- **Goal**
Transcribe the records below verbatim, starting with the line that contains "Where can the mountain" and ending with the line that contains "<point>781,219</point>", both lines included.

- **Input for this task**
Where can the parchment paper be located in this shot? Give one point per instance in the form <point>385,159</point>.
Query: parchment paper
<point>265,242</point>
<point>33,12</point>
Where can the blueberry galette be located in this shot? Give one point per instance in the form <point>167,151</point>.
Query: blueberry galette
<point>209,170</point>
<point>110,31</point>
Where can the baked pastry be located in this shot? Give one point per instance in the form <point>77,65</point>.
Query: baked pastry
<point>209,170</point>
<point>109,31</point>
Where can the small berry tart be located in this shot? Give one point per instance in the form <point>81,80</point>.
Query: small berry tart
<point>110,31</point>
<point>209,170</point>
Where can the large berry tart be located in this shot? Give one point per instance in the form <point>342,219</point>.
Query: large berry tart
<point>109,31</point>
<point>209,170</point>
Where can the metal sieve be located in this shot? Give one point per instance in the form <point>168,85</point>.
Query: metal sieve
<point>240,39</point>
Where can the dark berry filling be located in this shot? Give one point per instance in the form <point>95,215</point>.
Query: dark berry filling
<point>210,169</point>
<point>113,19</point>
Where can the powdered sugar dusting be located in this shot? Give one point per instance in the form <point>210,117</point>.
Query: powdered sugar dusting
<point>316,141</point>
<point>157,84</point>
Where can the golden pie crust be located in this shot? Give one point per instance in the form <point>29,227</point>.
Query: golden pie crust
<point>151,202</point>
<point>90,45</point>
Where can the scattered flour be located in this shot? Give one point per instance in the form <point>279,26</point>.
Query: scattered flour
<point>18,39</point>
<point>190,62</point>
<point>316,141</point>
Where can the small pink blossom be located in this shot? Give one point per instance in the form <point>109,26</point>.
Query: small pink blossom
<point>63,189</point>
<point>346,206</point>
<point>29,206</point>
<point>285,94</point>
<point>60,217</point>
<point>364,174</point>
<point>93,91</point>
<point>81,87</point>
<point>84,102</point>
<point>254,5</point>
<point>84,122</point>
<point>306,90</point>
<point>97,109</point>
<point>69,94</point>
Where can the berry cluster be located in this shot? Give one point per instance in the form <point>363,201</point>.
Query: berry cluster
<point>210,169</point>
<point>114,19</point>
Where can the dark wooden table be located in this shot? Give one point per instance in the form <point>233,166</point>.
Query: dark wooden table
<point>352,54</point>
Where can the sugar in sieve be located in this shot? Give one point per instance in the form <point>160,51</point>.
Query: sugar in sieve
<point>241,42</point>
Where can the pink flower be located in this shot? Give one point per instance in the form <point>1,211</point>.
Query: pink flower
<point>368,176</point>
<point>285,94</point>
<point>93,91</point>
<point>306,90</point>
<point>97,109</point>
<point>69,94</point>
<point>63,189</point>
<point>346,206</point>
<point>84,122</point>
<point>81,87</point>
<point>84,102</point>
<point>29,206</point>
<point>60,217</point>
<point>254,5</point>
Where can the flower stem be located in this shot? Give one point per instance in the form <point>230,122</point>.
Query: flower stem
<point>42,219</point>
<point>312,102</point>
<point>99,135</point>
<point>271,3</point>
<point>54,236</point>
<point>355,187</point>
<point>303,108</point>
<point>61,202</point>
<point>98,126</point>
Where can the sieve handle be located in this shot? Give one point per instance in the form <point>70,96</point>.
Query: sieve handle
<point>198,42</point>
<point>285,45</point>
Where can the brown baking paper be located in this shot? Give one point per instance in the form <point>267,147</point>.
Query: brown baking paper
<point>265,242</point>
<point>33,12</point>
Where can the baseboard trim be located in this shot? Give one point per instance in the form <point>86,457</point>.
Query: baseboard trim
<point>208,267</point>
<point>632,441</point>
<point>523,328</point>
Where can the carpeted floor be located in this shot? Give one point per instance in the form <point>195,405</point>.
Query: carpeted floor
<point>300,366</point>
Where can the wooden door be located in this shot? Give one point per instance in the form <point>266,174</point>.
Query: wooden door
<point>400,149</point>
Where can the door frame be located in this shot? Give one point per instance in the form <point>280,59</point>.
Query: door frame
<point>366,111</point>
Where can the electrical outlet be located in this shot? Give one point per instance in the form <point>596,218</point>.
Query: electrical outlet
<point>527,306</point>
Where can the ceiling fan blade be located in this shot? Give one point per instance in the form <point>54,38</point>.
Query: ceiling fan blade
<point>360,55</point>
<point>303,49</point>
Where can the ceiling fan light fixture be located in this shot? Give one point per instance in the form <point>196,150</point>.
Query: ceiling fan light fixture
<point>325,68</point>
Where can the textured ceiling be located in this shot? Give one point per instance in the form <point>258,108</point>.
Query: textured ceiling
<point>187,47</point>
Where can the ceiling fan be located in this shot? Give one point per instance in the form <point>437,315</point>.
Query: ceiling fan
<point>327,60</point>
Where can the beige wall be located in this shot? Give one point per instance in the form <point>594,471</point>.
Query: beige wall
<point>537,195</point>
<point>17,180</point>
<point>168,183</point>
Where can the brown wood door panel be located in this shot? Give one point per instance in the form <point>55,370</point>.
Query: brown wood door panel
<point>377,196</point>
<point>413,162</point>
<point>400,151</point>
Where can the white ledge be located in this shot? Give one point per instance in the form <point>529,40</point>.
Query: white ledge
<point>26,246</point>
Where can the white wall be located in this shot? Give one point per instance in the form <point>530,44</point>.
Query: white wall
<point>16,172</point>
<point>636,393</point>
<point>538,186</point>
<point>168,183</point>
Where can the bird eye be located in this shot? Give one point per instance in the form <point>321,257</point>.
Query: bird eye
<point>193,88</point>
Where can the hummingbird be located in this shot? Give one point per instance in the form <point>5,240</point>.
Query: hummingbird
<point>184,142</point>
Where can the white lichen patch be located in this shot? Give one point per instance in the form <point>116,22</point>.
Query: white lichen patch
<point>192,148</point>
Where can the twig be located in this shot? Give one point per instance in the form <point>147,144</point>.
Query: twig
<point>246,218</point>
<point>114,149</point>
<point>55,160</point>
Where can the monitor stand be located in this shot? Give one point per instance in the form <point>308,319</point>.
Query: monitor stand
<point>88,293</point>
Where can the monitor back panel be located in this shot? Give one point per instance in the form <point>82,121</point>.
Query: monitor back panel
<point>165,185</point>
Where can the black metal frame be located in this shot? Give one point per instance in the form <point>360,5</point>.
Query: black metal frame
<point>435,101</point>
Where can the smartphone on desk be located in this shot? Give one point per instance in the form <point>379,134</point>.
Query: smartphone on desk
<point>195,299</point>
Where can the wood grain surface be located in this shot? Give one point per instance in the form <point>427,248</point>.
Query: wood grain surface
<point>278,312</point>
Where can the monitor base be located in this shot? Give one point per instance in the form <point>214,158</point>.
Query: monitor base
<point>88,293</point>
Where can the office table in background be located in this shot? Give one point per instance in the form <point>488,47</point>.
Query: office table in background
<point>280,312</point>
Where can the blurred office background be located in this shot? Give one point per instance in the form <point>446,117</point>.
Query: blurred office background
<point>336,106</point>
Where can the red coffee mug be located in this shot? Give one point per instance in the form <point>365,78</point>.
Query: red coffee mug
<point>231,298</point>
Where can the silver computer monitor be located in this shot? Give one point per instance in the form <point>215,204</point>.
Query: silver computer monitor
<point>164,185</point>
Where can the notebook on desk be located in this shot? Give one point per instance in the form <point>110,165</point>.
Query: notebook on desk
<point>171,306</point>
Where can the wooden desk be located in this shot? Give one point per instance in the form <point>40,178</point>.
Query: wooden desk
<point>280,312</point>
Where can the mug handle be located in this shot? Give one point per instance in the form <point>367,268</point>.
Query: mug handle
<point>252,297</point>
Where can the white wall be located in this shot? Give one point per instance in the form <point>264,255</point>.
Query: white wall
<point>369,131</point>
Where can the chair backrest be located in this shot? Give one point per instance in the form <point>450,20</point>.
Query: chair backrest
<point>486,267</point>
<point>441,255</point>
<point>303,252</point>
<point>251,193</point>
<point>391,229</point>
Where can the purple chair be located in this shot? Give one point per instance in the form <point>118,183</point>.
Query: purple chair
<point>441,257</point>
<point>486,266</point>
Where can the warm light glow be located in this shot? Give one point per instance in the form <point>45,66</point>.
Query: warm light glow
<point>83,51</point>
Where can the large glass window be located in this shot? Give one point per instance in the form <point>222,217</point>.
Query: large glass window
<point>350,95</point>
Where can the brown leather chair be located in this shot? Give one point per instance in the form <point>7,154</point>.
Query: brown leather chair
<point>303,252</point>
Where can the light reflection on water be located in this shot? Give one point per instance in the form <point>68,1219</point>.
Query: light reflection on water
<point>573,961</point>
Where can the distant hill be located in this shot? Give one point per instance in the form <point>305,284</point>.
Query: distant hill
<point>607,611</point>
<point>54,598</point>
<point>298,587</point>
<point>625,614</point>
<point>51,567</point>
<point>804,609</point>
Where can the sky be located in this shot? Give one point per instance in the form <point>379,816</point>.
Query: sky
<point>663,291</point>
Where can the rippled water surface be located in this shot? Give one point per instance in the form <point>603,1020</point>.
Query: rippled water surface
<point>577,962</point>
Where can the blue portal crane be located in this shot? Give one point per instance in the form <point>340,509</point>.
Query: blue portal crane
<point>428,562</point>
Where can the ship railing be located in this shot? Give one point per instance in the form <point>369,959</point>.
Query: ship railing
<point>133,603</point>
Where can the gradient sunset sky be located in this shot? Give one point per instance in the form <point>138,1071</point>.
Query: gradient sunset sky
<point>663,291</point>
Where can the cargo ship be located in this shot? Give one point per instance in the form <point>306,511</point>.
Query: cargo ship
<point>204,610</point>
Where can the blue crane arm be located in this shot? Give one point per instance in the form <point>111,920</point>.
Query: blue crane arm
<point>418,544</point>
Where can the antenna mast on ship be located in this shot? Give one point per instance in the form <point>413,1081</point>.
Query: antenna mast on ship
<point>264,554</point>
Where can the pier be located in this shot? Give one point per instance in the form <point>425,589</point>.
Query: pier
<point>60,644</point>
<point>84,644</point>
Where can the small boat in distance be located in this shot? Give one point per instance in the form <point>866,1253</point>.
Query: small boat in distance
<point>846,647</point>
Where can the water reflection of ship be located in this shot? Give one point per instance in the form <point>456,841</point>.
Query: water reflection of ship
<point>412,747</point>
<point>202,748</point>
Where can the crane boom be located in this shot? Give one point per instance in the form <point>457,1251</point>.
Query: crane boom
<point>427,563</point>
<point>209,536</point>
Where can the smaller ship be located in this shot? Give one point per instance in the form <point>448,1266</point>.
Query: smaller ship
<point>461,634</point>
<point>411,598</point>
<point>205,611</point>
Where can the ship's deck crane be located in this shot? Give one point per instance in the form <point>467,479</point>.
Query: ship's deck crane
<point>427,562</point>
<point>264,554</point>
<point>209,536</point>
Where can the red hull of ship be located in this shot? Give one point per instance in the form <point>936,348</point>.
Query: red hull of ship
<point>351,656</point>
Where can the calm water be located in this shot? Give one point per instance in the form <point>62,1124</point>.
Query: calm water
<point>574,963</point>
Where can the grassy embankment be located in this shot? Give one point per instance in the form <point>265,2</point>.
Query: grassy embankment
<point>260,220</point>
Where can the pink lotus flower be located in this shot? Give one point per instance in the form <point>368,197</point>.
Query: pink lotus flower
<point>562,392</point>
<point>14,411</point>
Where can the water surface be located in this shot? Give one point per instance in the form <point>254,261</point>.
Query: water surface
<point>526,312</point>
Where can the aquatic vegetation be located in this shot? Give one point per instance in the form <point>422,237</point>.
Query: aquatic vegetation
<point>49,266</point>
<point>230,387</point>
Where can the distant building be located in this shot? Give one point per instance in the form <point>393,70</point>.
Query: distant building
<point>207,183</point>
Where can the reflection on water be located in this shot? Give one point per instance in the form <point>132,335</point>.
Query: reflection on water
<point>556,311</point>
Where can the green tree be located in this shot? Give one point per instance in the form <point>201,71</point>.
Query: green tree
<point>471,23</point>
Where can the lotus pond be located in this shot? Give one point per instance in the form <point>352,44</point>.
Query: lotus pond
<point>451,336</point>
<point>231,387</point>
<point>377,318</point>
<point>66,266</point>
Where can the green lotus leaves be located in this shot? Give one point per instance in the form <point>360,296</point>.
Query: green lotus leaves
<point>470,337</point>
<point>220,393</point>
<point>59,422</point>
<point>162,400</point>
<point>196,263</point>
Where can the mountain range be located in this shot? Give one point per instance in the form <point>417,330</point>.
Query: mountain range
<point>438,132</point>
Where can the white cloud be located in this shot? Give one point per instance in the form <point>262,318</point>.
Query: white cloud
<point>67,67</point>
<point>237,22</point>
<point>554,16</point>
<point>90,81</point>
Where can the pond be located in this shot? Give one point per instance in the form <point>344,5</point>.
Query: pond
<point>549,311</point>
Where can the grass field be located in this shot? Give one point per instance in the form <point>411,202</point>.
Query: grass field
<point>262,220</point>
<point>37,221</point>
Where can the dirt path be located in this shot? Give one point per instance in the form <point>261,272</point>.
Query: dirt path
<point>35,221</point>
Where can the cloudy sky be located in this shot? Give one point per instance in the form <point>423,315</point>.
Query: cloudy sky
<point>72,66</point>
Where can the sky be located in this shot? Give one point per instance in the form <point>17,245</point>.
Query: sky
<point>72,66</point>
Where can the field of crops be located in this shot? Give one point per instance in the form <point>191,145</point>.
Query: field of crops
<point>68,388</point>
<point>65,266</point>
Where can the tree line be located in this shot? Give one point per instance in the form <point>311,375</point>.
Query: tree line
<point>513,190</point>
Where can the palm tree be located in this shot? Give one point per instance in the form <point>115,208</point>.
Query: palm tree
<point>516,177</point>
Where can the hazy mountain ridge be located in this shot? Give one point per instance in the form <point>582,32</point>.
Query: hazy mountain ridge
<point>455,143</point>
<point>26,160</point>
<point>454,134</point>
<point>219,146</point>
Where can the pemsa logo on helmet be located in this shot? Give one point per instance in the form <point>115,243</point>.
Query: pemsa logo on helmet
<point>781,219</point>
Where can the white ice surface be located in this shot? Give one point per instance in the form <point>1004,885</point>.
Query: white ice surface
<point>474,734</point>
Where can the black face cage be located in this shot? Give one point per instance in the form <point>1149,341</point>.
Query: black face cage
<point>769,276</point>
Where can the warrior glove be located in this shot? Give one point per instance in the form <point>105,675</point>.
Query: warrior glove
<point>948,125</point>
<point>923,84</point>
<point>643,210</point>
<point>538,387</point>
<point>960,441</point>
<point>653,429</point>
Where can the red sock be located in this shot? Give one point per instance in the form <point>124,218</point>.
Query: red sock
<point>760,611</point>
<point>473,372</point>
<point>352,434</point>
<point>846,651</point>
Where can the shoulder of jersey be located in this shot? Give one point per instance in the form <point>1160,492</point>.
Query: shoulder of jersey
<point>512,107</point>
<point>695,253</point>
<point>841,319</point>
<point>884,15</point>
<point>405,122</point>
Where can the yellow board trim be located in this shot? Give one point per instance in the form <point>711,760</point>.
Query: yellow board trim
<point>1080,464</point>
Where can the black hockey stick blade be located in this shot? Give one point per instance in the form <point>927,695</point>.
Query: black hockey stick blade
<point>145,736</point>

- **Response for this exercise**
Where can the mountain range be located in this shot? Give one point per instance in the form <point>417,330</point>.
Query: mountain range
<point>438,132</point>
Where can the white cloud be located in this shot? Give one point per instance in the form <point>262,318</point>.
Query: white cloud
<point>67,67</point>
<point>237,22</point>
<point>554,16</point>
<point>90,81</point>
Where can the pond be located in this shot? Give one point per instance in the form <point>344,5</point>.
Query: pond
<point>549,311</point>
Where can the grass field be located in this shot? Give one point per instance in the form <point>411,202</point>.
Query: grass field
<point>262,220</point>
<point>37,221</point>
Where can the dirt path be located in this shot? Give one point per instance in the form <point>261,272</point>.
Query: dirt path
<point>35,221</point>
Where can the cloudy sky be located in this shot? Give one point per instance in the form <point>423,315</point>.
Query: cloudy sky
<point>72,66</point>
Where can the sky be located in this shot? Give one point per instance in the form <point>17,245</point>.
Query: sky
<point>72,66</point>
Where can the field of crops be located in this shot? Give one point per instance in the form <point>191,145</point>.
Query: field of crops
<point>68,388</point>
<point>65,266</point>
Where can the tree line be located in this shot? Give one point per instance in the form <point>311,375</point>.
Query: tree line
<point>513,190</point>
Where can the palm tree be located in this shot? Give one point per instance in the form <point>115,208</point>.
Query: palm tree
<point>516,177</point>
Where can the hazy mountain ridge be located in this shot? Give one point per instance in the form <point>582,32</point>.
Query: hazy mountain ridge
<point>455,143</point>
<point>26,160</point>
<point>454,134</point>
<point>219,146</point>
Where can the pemsa logo on helmet be located in this shot? Give one point per instance in the form <point>115,243</point>.
Query: pemsa logo on helmet
<point>781,219</point>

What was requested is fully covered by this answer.